-- begin DATA FOR THIS TASK --

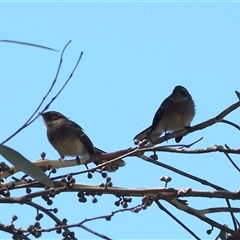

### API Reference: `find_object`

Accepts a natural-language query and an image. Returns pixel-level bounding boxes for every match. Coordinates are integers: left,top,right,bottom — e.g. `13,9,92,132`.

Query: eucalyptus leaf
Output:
0,40,59,52
0,144,54,188
235,91,240,100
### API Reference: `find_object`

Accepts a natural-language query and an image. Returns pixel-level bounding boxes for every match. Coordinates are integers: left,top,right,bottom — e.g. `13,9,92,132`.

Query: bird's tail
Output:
133,126,151,144
94,147,126,172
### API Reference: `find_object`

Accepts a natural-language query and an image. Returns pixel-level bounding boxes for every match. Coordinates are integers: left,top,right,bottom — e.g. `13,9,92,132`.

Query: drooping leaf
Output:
0,40,59,52
235,91,240,100
0,144,54,187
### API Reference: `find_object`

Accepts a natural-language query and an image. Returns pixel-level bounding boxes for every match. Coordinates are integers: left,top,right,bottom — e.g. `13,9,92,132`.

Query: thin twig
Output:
155,200,201,240
1,41,71,144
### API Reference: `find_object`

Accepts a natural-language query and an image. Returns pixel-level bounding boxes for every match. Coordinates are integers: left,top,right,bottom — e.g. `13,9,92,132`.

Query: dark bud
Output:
67,174,72,181
53,208,58,213
35,213,43,221
160,176,172,182
69,178,76,183
27,225,33,232
150,153,158,161
102,172,107,178
40,152,46,159
141,204,147,210
47,199,53,206
107,182,113,187
26,187,32,194
106,177,112,182
132,208,140,213
62,218,67,225
121,201,128,208
12,215,18,223
124,197,132,202
207,229,212,235
88,172,92,179
34,222,40,228
4,223,14,231
78,192,84,198
61,178,67,183
69,232,75,239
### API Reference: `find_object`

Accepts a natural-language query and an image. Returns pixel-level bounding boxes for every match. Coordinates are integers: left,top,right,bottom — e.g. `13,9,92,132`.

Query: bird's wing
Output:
69,120,96,156
151,99,167,133
94,147,126,172
133,126,151,143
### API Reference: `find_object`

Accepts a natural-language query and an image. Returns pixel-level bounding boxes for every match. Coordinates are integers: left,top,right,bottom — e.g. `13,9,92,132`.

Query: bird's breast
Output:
47,125,88,157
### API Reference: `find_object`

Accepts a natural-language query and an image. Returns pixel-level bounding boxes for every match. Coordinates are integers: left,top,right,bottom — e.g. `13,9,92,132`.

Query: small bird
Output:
40,111,125,172
134,86,195,144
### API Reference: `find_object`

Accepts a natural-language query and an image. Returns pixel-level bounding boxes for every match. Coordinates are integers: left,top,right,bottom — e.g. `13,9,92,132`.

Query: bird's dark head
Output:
39,111,67,126
172,85,192,100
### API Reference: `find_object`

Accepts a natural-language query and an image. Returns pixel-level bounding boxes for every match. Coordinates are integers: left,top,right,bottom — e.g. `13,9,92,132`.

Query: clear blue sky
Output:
0,1,240,239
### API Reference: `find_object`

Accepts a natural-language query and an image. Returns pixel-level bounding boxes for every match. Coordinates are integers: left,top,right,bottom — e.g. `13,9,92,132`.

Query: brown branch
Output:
221,119,240,131
199,207,240,214
141,156,227,191
25,202,77,240
0,186,240,204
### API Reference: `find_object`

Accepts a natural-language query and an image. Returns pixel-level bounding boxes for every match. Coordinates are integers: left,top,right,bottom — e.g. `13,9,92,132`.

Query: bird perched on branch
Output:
40,111,125,172
134,86,195,144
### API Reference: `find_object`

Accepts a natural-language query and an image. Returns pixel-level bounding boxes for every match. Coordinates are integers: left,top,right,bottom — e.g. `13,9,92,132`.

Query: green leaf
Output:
235,91,240,100
0,144,54,188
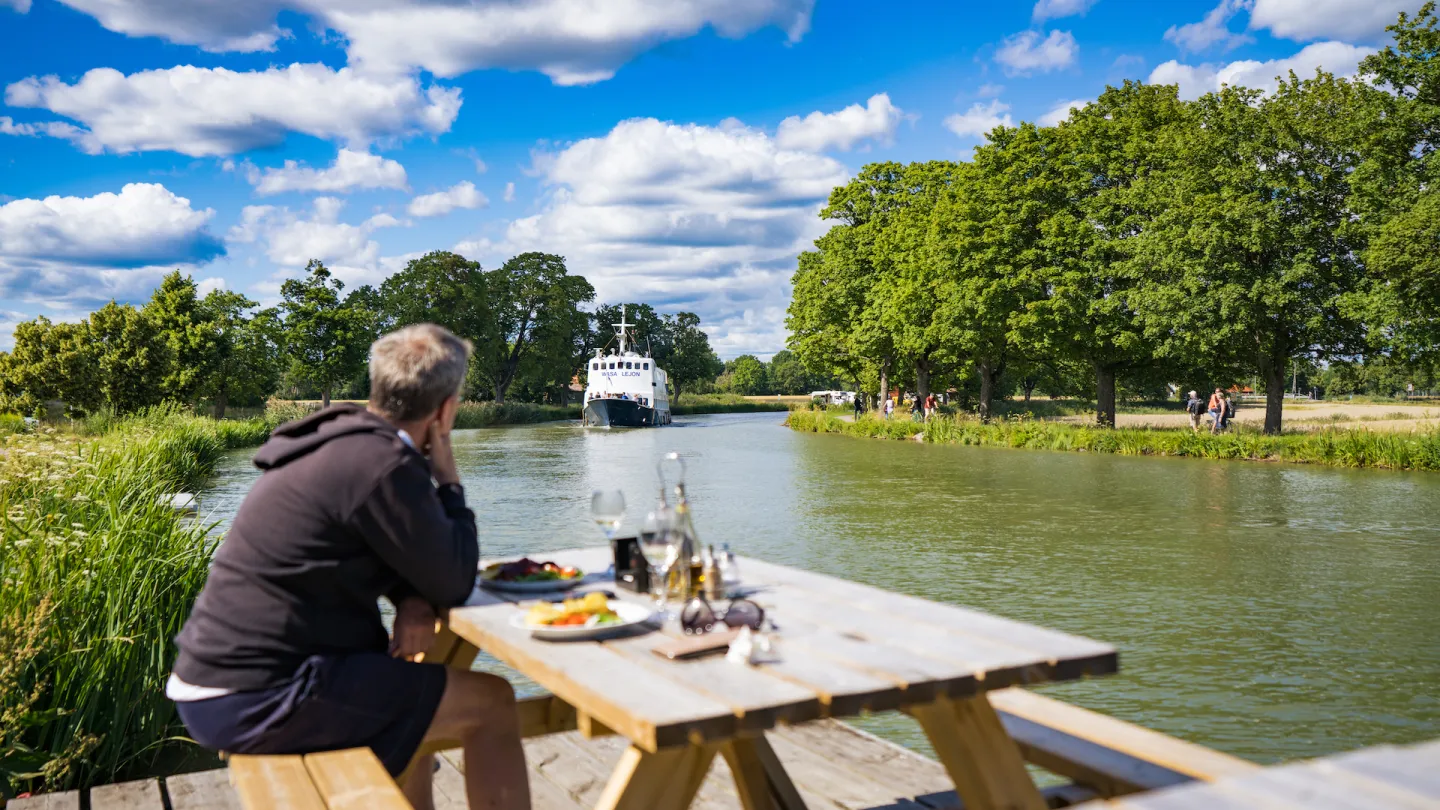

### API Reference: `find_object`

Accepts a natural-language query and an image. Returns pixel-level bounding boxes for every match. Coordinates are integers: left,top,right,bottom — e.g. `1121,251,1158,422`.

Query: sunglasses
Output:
680,597,765,636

-- end DATA FOR THIS TASK --

TASK TO CARRY OUT -
Convert the rows, from their start through the line containing "69,232,75,239" (both ends included), into a Markdown table with columns Line and Text, numbering each line and skipping blank lines. Leave the pictures out.

TASK ANSWER -
| Line | Text |
|---|---|
| 1 | ### API Reference: `find_object` |
| 2 | Accepts a natural-language query and an image. Returns pixel-level bounding boxes for every match. Coordinates are integers: left,top,right,bottom — e.g. `13,9,92,132`. |
| 3 | Query: eucalyptus leaf |
| 4 | Output: |
| 5 | 0,40,59,52 |
| 6 | 0,144,54,188 |
| 7 | 235,91,240,100 |
| 8 | ### API Reference: `find_object` |
| 9 | Accepts a natural-language query and an image. Returns pixel-level bounding boxes for every match. Coordinates are integers: left,top,right,bottom — e.g. `13,9,92,132`. |
| 10 | Query: bird's tail |
| 11 | Output: |
| 12 | 133,126,151,144 |
| 13 | 94,147,126,172 |
| 14 | ### API Reference: `find_object` |
| 15 | Accepts a natural-language query and an image. Returns pixel-level bounding boxes for every match. Coordinates are integers: left,top,right,bottom — e.g. `13,9,92,132`. |
| 16 | Query: drooping leaf |
| 17 | Output: |
| 18 | 0,40,59,52 |
| 19 | 235,91,240,100 |
| 20 | 0,144,54,187 |
| 21 | ### API Reference: `find_object` |
| 22 | Accepts a natural-language query and an image. Returns pixel-level bounding boxes for every match. Coordinates are integers: left,top,right,bottom — e.g. `13,9,92,132`. |
| 23 | Query: thin twig |
| 24 | Output: |
| 25 | 155,200,201,240 |
| 26 | 1,41,71,144 |
| 27 | ### API Reference: `find_object` |
| 28 | Accepts a natural-language query and an image. Returns pixel-level bounding boxes for every match. Coordinates are integers: left,top,right,bottom — e.g. `13,9,92,132`. |
| 29 | Query: dark bud |
| 30 | Output: |
| 31 | 67,174,72,181 |
| 32 | 53,208,58,213 |
| 33 | 35,213,43,221 |
| 34 | 160,176,172,182 |
| 35 | 69,178,76,183 |
| 36 | 27,225,33,232 |
| 37 | 150,153,158,161 |
| 38 | 102,172,107,178 |
| 39 | 40,152,46,159 |
| 40 | 141,204,147,210 |
| 41 | 47,199,53,206 |
| 42 | 107,182,113,187 |
| 43 | 26,187,32,194 |
| 44 | 106,177,112,182 |
| 45 | 132,208,140,213 |
| 46 | 62,218,67,225 |
| 47 | 121,201,128,208 |
| 48 | 12,215,18,223 |
| 49 | 124,197,132,202 |
| 50 | 207,229,212,235 |
| 51 | 88,172,92,179 |
| 52 | 34,222,40,228 |
| 53 | 4,223,14,231 |
| 54 | 78,192,84,198 |
| 55 | 61,178,67,183 |
| 56 | 69,232,75,239 |